** Estratto del testo **
···

In questo contesto, vi è un’altra anomalia che non riguarda solo i circoli, ma anche i maestri e i professionisti. Ho parlato con alcuni di questi, e ho scoperto una cosa che mi ha lasciato perplesso. Per usare un altro eufemismo.

Non si vedono come degli atleti professionisti. (!)

Hanno tutti il poster di Rory McIlroy e Tiger Woods nel pro shop, ma non fanno nulla per avere i loro benefit. Si accontentano di avere “sponsorizzazioni” di aziende che gli cedono del materiale in usufrutto e si sentono realizzati. Quelli che pensano di essere più accorti inseriscono la parola “academy” accanto al cognome e con una pagina facebook con 200 o 300 “mi piace” credono di aver raggiunto un buon risultato.

Nell’articolo che “mi ha portato” a scrivere questo (1), ho spiegato come ad attirare le opportunità di business e gli sponsor ormai siano (soprattutto) i volumi, la visibilità e la reputazione nel mondo del management sportivo applicato agli atleti. Dovremmo già essere oltre questo concetto, non dovrei essere qui a scriverlo; ancora e ancor di più il lettore non dovrebbe leggerlo, ma avrebbe già dovuto interiorizzarlo. Che piaccia o no, una cosa: o funziona, o non funziona. O porta risultati, o alimenta le convinzioni, e queste non portano i flussi e i volumi che si potrebbero avere.

Alla domanda: «Perché gli sponsor veri dovrebbero darci i soldi? »

···

** Dati grezzi **

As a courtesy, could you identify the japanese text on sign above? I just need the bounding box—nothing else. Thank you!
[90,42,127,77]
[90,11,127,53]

···

** Esercizio scritto **
Secondo l'estratto, che cosa attira ormai le opportunità di business e gli sponsor nel management sportivo applicato agli atleti? Rispondi in una o due frasi.

** Risposta all'esercizio **
Secondo l'estratto, ad attirare le opportunità di business e gli sponsor sono ormai soprattutto i volumi, la visibilità e la reputazione.